#### [Exercise objective]
Exclude pictures; retype the lines below from the line containing "TARGET = slender tree trunk" through the end of the records, both ends kept.

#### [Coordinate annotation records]
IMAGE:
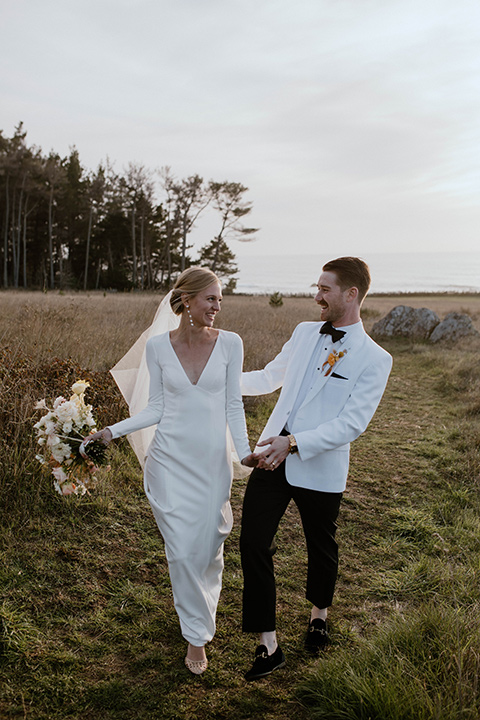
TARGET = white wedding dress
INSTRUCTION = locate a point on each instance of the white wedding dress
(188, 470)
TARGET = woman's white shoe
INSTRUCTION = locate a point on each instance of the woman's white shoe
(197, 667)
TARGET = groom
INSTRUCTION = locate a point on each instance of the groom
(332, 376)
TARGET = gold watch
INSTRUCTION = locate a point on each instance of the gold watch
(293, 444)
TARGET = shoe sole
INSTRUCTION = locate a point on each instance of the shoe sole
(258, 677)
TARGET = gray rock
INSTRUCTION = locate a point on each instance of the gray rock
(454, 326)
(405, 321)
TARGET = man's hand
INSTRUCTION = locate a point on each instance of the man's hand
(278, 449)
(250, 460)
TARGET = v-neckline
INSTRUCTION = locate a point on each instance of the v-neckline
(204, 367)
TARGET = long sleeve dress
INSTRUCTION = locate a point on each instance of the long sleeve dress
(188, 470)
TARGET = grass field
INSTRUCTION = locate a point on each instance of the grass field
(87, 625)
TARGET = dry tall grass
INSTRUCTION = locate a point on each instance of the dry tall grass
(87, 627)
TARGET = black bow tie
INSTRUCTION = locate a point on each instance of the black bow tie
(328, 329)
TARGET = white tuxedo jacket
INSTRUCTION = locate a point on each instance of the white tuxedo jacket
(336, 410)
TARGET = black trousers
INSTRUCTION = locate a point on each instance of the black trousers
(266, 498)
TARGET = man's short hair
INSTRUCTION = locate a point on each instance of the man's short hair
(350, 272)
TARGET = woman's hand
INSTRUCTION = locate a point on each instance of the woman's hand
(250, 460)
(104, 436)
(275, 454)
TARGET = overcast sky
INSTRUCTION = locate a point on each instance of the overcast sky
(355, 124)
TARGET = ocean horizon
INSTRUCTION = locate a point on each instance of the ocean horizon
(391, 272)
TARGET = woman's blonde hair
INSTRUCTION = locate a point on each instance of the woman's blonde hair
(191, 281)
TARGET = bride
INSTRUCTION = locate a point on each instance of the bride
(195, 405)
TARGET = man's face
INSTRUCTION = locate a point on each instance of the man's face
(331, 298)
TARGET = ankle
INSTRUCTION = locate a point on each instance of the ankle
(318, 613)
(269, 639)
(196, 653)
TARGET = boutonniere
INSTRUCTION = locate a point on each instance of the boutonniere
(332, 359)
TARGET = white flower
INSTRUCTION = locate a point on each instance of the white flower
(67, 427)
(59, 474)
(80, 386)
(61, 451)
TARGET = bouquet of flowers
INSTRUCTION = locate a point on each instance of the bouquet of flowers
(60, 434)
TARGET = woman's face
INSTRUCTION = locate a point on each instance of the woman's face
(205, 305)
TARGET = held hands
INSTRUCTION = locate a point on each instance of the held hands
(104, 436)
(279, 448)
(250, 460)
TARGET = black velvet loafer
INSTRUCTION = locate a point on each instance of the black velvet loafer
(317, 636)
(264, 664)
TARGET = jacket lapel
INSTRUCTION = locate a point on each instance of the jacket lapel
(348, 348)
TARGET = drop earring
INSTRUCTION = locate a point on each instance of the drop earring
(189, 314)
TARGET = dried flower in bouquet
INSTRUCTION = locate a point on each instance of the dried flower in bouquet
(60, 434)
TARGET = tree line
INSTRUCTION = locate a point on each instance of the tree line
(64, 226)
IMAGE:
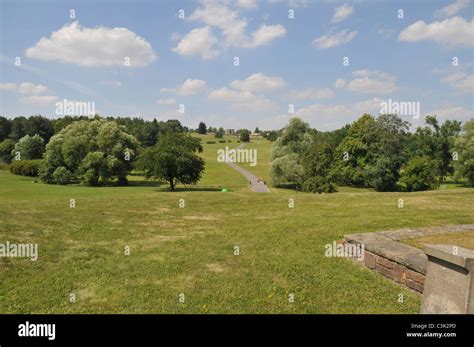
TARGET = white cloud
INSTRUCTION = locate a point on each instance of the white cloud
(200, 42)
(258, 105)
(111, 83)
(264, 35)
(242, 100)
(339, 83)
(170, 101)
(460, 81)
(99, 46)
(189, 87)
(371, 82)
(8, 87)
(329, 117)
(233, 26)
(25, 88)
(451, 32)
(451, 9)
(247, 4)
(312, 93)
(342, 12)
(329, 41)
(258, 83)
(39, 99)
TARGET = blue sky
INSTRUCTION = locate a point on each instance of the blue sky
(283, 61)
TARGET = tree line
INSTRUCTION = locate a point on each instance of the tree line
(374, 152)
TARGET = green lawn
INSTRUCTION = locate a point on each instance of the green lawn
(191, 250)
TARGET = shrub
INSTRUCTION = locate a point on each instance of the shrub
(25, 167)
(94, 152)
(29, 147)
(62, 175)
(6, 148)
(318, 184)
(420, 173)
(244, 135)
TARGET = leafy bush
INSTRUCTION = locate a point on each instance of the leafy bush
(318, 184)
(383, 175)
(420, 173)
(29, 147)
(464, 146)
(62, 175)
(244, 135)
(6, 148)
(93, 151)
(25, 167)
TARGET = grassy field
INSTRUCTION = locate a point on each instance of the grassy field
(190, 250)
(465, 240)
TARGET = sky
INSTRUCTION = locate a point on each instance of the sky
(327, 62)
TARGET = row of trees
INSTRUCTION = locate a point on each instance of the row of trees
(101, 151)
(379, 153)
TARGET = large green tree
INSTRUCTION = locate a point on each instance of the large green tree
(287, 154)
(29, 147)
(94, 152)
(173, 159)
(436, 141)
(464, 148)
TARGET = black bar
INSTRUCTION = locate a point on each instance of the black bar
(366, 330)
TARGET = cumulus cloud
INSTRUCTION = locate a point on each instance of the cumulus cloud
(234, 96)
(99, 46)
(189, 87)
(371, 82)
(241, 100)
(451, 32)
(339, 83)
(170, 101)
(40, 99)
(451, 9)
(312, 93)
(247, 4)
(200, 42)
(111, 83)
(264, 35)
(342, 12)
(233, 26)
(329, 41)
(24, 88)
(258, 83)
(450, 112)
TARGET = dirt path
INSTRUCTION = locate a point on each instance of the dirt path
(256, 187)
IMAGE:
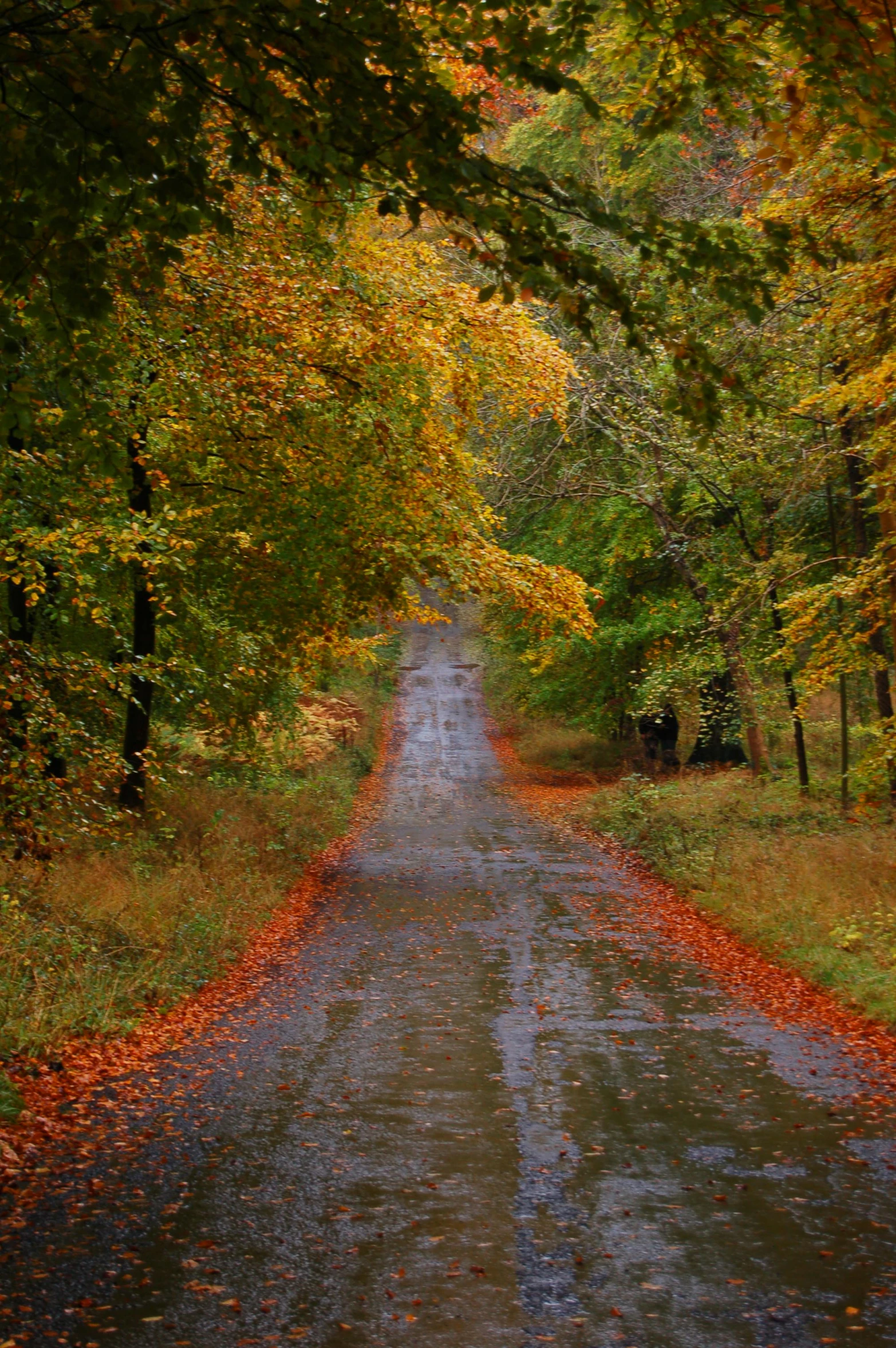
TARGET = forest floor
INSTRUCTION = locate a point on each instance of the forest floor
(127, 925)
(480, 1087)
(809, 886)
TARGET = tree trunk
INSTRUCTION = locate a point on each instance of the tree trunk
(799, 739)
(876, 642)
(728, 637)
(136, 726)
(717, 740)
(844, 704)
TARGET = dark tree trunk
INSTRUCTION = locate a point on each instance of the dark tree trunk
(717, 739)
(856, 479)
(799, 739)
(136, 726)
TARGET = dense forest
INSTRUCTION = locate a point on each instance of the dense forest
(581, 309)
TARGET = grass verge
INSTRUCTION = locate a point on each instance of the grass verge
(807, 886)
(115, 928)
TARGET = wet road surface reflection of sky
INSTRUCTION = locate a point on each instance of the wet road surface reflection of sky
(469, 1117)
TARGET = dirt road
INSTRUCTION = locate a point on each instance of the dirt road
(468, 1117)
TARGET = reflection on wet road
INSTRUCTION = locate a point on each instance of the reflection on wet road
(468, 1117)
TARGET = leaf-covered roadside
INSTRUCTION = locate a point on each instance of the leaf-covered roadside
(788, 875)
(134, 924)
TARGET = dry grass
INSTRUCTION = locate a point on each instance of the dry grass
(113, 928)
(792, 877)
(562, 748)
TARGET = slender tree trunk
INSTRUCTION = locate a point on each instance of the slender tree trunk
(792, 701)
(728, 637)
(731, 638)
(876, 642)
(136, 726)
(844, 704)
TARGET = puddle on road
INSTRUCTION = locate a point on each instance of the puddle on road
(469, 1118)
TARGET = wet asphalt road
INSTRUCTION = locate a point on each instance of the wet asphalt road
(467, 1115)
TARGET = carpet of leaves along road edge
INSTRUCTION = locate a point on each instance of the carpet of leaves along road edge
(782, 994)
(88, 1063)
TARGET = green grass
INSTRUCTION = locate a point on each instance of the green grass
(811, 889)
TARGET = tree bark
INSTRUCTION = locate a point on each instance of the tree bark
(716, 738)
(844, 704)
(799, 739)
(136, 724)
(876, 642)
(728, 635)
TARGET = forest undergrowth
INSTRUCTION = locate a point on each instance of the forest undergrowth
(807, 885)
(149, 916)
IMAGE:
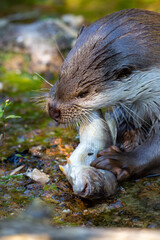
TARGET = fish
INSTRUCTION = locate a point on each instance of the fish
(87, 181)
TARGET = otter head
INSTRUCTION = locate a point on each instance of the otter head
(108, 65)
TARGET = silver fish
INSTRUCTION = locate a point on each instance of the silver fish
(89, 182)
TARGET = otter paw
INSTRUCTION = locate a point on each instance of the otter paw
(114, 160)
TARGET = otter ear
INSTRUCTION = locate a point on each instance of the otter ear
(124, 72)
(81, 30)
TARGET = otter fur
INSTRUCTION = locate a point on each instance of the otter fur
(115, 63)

#### [Solution to this exercise]
TARGET = slender tree trunk
INSTRUCTION = locate a point on each instance of the slender tree trunk
(792, 701)
(728, 637)
(731, 638)
(876, 642)
(136, 726)
(844, 704)
TARGET = puddle on road
INSTRUCTION = locate a point on each instance of the puddle on road
(469, 1118)
TARGET = wet asphalt road
INSTRUCTION = locate a point on each instance of the wet asphalt road
(467, 1115)
TARGET = carpet of leaves along road edge
INSTRUCTION = locate a point on each instance of the carpet of leaves along road edge
(782, 994)
(88, 1063)
TARGET = green grass
INSTRUCTION = locate a point on each instance of the green grass
(811, 889)
TARGET = tree bark
INSTRUCTION = locate a point on each instance of the tree bark
(716, 738)
(844, 704)
(799, 739)
(136, 724)
(876, 642)
(728, 635)
TARGET = forest undergrowth
INSTRUCTION = locate a point on each instance of the forest undergrowth
(807, 885)
(149, 916)
IMAGE:
TARGET = fish
INSTRUCTION = locate a point on each instance of the fish
(87, 181)
TARGET = otter head
INSTRUCTION = locate a point on each instance of the otter head
(108, 65)
TARGET = silver fish
INSTRUCTION = locate a point on each instance of the silver fish
(89, 182)
TARGET = otter paw
INSTRUCTION = locate a point on each instance of the otter paw
(114, 160)
TARGET = otter ear
INSTRUCTION = locate a point on each instance of the otter ear
(124, 72)
(81, 30)
TARGET = otter fur
INSTRUCTION = locate a point on each instance of the otter fur
(115, 63)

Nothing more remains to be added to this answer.